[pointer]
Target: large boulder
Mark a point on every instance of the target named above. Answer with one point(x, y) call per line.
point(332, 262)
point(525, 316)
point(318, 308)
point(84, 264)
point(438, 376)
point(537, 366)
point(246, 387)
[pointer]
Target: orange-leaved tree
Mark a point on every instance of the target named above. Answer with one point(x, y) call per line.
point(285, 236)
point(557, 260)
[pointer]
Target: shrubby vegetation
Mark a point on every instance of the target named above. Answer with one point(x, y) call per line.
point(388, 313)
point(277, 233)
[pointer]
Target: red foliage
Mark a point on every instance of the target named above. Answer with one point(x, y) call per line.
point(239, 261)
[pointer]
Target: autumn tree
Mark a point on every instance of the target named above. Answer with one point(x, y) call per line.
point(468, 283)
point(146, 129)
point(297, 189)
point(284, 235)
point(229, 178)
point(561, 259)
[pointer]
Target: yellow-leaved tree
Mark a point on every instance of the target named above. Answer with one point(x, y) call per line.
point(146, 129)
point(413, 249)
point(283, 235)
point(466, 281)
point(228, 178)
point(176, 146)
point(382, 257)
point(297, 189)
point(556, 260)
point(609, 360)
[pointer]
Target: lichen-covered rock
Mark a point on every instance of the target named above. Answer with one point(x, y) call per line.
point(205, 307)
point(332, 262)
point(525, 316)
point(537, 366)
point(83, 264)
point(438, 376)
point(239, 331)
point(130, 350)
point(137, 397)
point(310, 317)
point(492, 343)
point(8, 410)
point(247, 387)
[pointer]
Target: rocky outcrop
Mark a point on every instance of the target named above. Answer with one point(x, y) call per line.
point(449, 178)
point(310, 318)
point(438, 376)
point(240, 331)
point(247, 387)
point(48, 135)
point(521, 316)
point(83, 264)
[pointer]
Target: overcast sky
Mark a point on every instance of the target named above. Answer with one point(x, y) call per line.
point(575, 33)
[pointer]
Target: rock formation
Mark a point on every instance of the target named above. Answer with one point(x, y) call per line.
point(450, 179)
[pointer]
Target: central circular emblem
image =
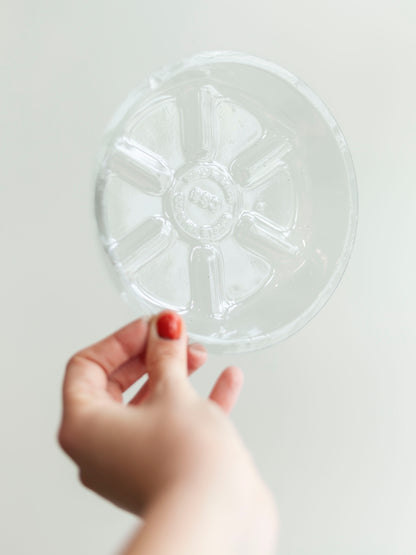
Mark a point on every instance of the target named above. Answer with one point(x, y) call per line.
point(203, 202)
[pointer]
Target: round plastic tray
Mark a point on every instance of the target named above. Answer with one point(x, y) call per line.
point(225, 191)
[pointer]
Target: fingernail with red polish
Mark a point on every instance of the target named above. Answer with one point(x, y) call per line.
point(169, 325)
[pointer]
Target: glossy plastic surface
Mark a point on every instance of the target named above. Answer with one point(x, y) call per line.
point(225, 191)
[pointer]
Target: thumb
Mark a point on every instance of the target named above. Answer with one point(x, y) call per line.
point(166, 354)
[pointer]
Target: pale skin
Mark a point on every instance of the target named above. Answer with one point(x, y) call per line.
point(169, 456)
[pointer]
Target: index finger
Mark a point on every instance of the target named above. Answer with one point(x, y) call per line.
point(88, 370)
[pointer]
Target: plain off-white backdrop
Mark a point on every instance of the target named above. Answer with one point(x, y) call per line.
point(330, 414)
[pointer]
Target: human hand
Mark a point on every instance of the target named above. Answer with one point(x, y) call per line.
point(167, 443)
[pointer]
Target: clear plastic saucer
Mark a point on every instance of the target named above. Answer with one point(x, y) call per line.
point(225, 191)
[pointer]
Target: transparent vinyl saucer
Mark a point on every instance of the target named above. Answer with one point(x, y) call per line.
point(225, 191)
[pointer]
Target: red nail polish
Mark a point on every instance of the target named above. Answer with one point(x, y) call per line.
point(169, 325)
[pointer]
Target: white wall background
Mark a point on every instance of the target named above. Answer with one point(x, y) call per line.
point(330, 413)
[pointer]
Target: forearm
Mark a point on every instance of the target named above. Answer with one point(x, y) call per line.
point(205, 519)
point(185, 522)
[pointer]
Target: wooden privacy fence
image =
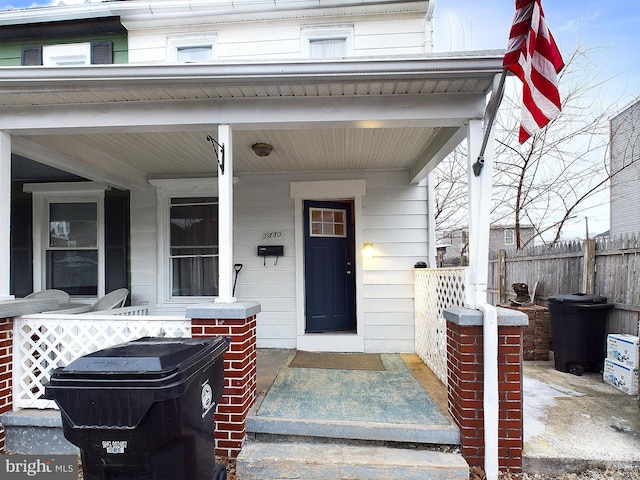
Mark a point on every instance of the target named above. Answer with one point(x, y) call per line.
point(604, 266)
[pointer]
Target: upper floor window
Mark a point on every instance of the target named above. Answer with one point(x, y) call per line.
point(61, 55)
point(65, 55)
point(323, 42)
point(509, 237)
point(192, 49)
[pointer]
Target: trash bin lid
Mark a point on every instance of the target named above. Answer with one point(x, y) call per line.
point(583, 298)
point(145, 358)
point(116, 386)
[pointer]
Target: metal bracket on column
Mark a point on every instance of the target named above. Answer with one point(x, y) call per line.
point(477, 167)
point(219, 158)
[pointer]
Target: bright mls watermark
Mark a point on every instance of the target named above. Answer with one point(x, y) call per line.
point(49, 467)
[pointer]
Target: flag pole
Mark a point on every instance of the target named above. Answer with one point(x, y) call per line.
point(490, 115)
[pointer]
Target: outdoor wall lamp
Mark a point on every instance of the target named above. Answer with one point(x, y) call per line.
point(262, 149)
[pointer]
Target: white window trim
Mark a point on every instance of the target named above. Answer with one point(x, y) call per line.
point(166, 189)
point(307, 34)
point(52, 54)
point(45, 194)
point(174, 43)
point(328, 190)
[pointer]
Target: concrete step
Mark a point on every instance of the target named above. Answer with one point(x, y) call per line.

####

What the task requires:
Scan the data above for the word "window", then copy every line that holds it.

Your response:
Target: upper floor window
Target: white window trim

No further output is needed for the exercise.